WHAT TO DO:
Nothing but the lines from the one containing "Target: gray background" through the end of the entries below should be set down, each exactly as written.

MATERIAL FOR THIS TASK:
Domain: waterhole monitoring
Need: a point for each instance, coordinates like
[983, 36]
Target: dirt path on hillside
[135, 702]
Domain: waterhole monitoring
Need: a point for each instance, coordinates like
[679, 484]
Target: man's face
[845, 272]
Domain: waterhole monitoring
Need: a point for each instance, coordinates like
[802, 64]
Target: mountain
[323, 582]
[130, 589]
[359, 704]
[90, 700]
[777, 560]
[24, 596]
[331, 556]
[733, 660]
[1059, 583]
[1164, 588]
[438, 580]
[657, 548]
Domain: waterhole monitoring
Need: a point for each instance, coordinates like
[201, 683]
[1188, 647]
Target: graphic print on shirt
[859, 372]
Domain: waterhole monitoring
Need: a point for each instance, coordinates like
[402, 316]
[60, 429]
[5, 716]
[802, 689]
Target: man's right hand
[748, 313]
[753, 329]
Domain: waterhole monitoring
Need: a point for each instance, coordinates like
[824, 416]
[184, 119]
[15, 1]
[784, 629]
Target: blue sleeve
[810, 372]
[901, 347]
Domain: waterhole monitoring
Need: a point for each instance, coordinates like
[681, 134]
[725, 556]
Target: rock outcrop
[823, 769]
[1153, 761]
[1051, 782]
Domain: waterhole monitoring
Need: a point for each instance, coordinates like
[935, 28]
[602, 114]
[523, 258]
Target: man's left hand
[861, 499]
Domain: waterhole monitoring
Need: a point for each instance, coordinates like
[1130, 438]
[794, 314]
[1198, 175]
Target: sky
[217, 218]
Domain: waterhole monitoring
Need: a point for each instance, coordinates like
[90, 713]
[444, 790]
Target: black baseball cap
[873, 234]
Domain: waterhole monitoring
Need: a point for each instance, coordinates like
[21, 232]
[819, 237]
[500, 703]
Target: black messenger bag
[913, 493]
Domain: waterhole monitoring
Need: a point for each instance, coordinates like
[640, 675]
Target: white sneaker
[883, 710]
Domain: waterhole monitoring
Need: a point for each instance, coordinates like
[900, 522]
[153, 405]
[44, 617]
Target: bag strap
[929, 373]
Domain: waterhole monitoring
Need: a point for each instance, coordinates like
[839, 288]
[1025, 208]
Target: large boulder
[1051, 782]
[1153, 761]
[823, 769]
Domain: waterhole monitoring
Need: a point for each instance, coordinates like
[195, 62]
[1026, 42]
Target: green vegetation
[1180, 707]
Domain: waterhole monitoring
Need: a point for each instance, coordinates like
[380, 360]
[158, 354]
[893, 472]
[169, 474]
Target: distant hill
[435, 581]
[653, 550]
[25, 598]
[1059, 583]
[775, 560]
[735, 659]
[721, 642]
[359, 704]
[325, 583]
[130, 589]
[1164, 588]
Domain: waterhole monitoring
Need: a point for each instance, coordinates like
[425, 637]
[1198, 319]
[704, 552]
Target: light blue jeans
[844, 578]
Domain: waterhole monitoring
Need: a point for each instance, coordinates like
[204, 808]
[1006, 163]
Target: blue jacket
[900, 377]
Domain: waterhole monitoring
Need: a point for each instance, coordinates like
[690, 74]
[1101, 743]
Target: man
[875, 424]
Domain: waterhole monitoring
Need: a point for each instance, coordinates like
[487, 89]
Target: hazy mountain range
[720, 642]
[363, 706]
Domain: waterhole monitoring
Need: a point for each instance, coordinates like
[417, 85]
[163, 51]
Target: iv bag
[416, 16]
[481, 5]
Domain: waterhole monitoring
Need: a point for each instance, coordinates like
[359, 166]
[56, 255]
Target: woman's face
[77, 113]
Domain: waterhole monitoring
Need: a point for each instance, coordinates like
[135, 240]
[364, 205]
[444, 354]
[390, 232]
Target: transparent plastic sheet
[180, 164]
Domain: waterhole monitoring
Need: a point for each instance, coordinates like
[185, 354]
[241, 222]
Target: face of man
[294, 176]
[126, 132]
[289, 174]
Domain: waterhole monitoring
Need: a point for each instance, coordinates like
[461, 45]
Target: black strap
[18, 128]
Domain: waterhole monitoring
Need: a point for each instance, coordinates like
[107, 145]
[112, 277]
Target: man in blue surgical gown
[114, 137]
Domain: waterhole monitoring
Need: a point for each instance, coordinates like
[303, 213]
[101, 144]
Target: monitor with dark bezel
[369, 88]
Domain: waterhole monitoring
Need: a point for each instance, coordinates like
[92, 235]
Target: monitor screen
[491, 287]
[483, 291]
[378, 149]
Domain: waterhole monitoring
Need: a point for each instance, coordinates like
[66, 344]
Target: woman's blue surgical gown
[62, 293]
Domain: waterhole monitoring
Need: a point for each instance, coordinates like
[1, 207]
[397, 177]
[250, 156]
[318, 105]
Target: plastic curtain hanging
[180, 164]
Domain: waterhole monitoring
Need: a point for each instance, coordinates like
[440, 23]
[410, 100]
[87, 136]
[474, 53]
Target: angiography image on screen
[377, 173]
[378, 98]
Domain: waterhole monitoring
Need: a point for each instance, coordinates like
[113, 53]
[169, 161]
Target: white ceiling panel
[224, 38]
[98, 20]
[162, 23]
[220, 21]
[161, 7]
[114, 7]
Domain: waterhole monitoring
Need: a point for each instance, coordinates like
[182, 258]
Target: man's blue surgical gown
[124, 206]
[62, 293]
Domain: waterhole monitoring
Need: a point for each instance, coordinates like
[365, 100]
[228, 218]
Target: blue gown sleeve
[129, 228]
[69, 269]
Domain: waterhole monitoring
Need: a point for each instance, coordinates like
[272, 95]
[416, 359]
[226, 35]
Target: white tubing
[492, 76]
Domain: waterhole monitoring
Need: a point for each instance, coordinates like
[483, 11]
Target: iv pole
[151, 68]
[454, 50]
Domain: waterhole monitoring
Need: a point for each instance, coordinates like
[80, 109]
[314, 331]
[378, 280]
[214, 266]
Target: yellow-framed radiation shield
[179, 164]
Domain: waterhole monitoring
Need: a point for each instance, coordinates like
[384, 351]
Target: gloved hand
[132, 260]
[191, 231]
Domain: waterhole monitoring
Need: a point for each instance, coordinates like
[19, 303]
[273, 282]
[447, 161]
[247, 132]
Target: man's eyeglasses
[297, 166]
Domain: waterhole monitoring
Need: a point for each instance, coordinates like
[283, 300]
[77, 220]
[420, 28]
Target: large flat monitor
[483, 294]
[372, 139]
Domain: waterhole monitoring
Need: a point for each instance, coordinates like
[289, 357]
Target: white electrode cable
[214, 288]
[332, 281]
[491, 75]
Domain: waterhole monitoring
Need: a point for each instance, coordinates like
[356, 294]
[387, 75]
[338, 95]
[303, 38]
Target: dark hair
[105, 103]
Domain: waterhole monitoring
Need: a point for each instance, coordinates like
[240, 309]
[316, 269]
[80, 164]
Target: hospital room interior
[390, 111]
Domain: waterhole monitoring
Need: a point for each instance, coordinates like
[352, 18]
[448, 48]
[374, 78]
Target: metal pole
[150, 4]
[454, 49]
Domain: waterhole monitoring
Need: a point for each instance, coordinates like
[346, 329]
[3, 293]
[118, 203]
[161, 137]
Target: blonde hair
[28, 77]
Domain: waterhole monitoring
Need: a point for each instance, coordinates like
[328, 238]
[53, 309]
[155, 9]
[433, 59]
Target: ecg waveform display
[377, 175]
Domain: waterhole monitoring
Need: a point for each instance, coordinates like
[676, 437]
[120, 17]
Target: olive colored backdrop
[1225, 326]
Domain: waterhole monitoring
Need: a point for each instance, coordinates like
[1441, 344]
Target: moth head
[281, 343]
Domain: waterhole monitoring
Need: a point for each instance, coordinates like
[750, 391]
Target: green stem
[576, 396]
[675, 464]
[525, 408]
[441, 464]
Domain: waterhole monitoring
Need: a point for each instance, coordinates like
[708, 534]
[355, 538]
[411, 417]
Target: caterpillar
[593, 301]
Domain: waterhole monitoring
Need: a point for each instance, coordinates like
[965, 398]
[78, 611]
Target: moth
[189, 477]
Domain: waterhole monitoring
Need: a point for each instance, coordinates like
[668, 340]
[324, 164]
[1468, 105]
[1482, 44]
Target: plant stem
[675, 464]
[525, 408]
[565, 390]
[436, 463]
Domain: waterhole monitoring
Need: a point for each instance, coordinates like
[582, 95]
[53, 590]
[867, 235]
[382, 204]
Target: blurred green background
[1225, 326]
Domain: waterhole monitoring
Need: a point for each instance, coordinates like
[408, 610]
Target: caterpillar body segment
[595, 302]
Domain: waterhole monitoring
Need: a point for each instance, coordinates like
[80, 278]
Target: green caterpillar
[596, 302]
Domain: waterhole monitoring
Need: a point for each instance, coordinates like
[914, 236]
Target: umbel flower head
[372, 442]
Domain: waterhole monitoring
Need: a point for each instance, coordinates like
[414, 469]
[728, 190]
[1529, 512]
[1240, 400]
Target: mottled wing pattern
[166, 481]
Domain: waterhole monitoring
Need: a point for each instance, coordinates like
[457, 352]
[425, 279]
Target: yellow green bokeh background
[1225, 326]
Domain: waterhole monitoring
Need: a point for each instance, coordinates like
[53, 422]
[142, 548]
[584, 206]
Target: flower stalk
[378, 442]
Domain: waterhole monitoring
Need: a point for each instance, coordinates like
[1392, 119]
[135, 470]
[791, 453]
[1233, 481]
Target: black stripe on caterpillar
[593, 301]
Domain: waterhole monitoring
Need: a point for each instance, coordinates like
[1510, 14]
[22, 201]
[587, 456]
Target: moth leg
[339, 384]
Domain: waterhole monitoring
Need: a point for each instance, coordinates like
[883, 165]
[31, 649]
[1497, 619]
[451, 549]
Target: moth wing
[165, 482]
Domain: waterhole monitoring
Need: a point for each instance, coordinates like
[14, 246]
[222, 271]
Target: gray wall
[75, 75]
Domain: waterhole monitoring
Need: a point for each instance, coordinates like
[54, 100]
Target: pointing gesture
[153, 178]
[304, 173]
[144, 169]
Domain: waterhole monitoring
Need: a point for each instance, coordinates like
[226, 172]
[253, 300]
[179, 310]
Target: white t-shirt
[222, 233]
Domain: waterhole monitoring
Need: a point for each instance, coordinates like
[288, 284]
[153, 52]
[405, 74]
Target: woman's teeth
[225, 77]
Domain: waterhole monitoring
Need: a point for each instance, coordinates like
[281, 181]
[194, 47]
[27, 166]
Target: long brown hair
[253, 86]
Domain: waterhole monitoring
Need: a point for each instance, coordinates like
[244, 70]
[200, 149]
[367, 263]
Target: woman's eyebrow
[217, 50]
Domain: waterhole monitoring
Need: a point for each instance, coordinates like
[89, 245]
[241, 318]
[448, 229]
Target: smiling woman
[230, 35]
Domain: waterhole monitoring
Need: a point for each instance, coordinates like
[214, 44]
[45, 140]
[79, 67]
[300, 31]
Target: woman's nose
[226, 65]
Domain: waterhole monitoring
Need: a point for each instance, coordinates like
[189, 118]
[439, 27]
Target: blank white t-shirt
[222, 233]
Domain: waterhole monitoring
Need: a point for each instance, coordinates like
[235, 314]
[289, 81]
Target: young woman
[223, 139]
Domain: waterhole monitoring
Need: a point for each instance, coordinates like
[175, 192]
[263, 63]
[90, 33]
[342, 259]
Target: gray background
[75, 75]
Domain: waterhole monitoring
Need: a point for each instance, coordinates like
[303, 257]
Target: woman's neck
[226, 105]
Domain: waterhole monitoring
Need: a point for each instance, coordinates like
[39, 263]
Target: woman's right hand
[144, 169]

EXPECTED ANSWER:
Target: gray background
[75, 75]
Domain: waterhole monitoring
Need: a point for each instance, coordinates like
[303, 257]
Target: woman's neck
[226, 105]
Domain: waterhole monitoring
Need: a point for each instance, coordinates like
[39, 263]
Target: woman's right hand
[144, 169]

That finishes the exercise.